Locate each line in the rows below that contains the word "sweater", and copy every such line.

---*---

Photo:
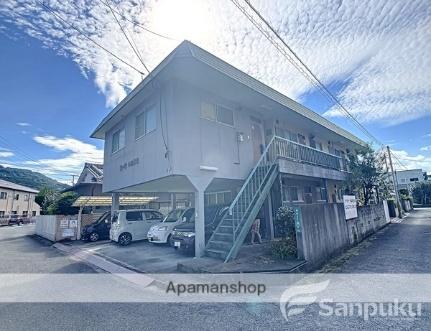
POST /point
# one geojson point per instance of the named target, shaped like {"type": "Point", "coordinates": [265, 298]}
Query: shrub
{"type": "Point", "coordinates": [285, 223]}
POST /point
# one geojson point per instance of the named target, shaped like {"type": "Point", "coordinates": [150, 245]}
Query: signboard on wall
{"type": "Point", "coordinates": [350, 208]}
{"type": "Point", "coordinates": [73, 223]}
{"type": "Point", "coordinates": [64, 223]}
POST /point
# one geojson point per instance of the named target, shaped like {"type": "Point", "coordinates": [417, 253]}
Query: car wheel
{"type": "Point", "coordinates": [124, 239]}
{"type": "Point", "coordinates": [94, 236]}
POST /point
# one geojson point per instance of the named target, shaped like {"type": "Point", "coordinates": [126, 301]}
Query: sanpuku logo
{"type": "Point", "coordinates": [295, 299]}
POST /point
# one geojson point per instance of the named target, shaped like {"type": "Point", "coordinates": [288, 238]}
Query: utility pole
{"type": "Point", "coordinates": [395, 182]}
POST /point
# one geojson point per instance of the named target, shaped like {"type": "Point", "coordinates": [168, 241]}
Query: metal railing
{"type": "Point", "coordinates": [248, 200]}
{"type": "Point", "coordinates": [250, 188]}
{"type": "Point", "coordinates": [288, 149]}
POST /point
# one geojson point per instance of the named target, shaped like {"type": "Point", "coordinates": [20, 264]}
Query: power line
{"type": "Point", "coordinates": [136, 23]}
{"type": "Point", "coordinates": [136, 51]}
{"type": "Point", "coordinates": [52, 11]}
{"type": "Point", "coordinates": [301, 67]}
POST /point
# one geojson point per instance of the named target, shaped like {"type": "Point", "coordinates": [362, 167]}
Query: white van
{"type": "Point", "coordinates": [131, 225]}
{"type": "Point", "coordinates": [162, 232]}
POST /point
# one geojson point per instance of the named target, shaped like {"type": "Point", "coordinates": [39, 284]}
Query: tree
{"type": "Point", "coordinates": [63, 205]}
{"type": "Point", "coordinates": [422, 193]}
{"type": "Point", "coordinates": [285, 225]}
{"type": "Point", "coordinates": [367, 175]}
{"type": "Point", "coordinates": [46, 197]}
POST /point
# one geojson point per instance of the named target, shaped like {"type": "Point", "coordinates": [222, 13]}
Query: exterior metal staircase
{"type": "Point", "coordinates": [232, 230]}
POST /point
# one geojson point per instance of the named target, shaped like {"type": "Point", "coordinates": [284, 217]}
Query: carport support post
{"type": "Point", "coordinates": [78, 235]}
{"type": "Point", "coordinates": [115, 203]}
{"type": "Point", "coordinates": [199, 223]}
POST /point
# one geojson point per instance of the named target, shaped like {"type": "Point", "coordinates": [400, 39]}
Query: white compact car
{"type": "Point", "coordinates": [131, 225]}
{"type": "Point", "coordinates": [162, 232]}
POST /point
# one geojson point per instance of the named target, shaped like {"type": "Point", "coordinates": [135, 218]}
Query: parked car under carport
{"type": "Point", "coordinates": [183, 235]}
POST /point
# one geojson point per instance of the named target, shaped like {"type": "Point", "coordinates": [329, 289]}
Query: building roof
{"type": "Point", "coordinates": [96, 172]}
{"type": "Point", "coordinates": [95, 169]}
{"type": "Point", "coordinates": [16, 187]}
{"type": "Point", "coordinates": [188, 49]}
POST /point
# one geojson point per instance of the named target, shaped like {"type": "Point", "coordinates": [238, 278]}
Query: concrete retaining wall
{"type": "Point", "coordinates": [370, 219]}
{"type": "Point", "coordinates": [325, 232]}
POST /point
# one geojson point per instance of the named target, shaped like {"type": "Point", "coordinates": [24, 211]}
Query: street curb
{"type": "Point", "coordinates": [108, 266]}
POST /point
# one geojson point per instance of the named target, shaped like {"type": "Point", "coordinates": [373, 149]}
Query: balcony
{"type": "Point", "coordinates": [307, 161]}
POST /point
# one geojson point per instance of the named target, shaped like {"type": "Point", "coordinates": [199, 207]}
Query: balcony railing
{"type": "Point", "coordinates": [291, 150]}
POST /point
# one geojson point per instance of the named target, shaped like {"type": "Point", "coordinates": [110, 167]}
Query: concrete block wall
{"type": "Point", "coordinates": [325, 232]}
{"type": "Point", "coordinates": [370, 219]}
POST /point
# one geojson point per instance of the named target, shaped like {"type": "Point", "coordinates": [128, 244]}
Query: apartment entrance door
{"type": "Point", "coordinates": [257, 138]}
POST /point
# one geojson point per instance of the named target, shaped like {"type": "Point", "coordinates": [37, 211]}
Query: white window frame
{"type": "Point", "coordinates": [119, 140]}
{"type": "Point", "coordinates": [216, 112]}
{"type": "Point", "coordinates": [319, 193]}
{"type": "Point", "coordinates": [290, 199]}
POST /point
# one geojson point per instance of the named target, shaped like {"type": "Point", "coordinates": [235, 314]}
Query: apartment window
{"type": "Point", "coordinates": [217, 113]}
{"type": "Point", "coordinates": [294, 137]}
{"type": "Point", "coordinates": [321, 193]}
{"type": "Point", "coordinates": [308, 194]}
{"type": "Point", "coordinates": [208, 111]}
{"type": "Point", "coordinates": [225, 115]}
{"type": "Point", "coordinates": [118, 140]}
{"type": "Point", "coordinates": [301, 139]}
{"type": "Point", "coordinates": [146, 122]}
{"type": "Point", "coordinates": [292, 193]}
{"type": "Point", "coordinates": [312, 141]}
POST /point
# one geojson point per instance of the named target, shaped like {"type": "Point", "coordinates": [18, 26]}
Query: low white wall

---*---

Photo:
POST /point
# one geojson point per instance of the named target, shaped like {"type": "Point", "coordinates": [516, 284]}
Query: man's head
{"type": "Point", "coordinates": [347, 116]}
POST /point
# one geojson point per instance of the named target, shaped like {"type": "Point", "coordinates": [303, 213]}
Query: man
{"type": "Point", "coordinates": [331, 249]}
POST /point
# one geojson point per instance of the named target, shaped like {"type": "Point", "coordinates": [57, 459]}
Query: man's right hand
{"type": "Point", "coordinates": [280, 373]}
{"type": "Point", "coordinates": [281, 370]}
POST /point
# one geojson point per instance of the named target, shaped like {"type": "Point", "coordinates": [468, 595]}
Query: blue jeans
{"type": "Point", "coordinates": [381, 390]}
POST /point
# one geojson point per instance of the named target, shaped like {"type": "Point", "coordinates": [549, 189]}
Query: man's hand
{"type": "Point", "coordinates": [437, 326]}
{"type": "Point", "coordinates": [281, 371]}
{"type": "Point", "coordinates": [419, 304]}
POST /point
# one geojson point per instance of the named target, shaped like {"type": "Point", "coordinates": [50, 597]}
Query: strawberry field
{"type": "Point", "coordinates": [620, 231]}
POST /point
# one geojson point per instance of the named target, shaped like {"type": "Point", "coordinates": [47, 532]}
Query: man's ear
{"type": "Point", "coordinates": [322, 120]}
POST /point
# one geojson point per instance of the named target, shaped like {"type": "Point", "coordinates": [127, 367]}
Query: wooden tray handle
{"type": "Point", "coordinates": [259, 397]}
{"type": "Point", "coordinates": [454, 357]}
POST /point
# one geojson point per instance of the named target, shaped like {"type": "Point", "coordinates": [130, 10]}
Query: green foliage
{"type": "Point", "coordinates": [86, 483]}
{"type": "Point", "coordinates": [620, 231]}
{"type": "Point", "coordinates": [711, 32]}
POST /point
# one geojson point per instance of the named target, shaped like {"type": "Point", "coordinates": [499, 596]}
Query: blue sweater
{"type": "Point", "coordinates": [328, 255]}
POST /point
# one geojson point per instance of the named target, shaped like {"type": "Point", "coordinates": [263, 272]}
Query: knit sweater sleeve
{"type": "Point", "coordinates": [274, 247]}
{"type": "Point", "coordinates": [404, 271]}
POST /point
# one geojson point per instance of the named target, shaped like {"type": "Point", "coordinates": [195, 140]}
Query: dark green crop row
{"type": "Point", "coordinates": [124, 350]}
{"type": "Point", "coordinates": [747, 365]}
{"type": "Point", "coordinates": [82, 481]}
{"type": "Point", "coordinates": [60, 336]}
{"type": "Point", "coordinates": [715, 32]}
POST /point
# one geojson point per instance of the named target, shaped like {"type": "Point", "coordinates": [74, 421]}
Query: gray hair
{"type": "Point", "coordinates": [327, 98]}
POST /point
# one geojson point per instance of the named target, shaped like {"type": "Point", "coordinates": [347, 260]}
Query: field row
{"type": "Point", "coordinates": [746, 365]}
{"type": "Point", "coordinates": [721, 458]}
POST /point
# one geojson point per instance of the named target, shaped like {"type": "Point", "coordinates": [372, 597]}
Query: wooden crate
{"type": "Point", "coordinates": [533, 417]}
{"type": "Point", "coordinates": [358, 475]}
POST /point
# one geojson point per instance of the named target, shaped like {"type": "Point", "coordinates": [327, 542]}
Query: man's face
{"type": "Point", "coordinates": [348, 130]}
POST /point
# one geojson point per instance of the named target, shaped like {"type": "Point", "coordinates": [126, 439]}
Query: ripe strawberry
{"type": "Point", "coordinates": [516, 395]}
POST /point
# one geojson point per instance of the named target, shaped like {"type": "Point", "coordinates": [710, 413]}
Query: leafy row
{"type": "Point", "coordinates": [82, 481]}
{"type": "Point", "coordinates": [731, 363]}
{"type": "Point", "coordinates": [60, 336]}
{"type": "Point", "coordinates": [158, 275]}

---*---

## RESPONSE
Query: blue sweater
Query: knit sweater sleeve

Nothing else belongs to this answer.